* PASSAGE TO READ:
Historian Kathryn Olmsted was a graduate student at University of California, Davis, when the Robert Arneson's Egghead Series of sculptures began being installed throughout campus. That was the first she had heard of the first-generation art faculty known for his clay works and who is often dubbed the father of the California Funk movement.
But a few months ago, she learned much more about the artist’s story than the iconic white heads that show up in so many UC Davis graduation photos.
Olmsted, who has been a history professor at UC Davis since 2001, has written an essay in a newly published catalog for New York’s George Adams Gallery exhibition of Arneson’s work. Robert Arneson/The Anti-War Works: 1982-1986 is on view at the Manhattan gallery through Oct. 26. Like many people, she had never known of his war works, which were completed at a time when he and his wife, Sandra Shannonhouse, who wrote the introduction to the catalog, became politically active in their hometown of Benicia. That’s the town where Arneson — one of the original UC Davis art faculty who taught at the university from the 1960s to the 1990s — grew up. It is also where in later life he became actively concerned about national and international proliferation of nuclear weapons.

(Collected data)

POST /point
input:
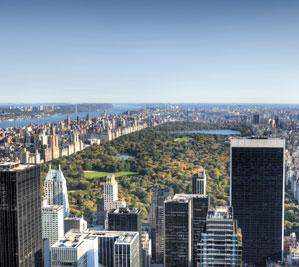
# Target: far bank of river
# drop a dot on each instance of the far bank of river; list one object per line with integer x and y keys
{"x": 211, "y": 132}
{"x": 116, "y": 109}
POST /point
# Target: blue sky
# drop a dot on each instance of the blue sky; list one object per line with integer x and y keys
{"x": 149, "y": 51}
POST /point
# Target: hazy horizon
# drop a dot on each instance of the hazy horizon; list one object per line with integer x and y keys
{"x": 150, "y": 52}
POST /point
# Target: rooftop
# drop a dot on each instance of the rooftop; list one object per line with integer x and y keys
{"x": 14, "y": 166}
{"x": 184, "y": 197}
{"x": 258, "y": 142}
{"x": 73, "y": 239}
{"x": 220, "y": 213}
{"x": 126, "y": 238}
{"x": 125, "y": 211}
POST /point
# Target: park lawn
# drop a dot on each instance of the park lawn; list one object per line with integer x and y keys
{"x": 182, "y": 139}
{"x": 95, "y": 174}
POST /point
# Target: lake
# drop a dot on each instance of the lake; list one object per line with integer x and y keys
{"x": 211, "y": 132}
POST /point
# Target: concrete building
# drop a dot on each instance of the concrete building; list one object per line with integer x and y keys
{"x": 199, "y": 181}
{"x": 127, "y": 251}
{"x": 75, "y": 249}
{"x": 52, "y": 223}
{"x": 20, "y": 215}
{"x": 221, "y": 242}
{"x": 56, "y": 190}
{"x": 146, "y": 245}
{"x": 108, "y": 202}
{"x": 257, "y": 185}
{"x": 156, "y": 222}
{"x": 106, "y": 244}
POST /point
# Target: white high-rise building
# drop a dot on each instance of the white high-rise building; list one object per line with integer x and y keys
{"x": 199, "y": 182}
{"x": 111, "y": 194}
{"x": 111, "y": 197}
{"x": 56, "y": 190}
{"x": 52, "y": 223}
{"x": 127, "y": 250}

---

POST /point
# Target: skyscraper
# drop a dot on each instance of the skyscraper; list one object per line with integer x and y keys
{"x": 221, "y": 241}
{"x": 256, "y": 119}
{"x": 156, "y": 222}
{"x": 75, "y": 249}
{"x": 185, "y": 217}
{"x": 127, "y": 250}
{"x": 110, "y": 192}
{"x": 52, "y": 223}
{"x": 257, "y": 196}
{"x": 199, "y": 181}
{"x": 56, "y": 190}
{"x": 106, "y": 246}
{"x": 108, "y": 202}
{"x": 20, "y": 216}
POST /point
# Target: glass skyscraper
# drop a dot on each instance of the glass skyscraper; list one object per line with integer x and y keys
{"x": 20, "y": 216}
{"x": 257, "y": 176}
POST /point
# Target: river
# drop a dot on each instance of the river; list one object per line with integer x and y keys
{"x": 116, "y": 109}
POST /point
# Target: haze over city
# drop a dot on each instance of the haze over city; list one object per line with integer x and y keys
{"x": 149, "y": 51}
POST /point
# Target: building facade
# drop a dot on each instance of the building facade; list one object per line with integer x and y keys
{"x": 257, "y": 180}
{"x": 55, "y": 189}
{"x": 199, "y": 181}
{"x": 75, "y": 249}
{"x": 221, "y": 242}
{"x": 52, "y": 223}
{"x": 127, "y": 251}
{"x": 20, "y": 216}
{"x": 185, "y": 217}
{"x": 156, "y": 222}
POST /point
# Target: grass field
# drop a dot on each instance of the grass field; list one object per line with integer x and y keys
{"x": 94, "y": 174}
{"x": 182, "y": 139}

* WORK TO COMPLETE:
1: Reproduce the passage about Robert Arneson word for word, between "Olmsted, who has" and "of nuclear weapons.", inclusive.
2: Continue the passage about Robert Arneson, starting after its final sentence.
These records were drawn from a separate source.

* ANSWERS PER TASK:
1:
Olmsted, who has been a history professor at UC Davis since 2001, has written an essay in a newly published catalog for New York’s George Adams Gallery exhibition of Arneson’s work. Robert Arneson/The Anti-War Works: 1982-1986 is on view at the Manhattan gallery through Oct. 26. Like many people, she had never known of his war works, which were completed at a time when he and his wife, Sandra Shannonhouse, who wrote the introduction to the catalog, became politically active in their hometown of Benicia. That’s the town where Arneson — one of the original UC Davis art faculty who taught at the university from the 1960s to the 1990s — grew up. It is also where in later life he became actively concerned about national and international proliferation of nuclear weapons.

2:
Arneson, true to form, took his political feelings and activism to his clay, paint and paper, creating what is often painful, crushing commentary on the 1980s arms race.
Shannonhouse, who is also a UC Davis art alumna, writes in her introduction to the exhibition catalog that in 1981 her husband was commissioned by the San Francisco Arts Commission to create a portrait of assassinated San Francisco Mayor George Moscone. The sculpture he created was strongly objected to by then-Mayor Dianne Feinstein and others. (See video link below). The negative response resulted in Arneson's work receiving much publicity — he was a villain to some and a hero to others — and he earned broader recognition of his work than before, wrote Shannonhouse.
Ronald Reagan was elected president, the arms race had also exacerbated, and times were tumultuous. “It was during this fraught period that Bob was approached by a student activist suggesting that “he should address the issue of nuclear war through his art,” Shannonhouse wrote.
“I didn’t know much about him, and what he did toward the end of his life,” said Olmsted, who visited with the Arneson family at the Arneson archives in Benicia to research the essay.
“He created art about a bleak subject — nuclear war — and that really was a bold move on his part.” — Kathryn Olmsted
A history with art
This was not the first time Olmsted has written about art. In 2018, she wrote for a New York Metropolitan Museum of Art catalog on a show called Everything Is Connected: Art and Conspiracy. She also engaged in a panel discussion on that exhibition.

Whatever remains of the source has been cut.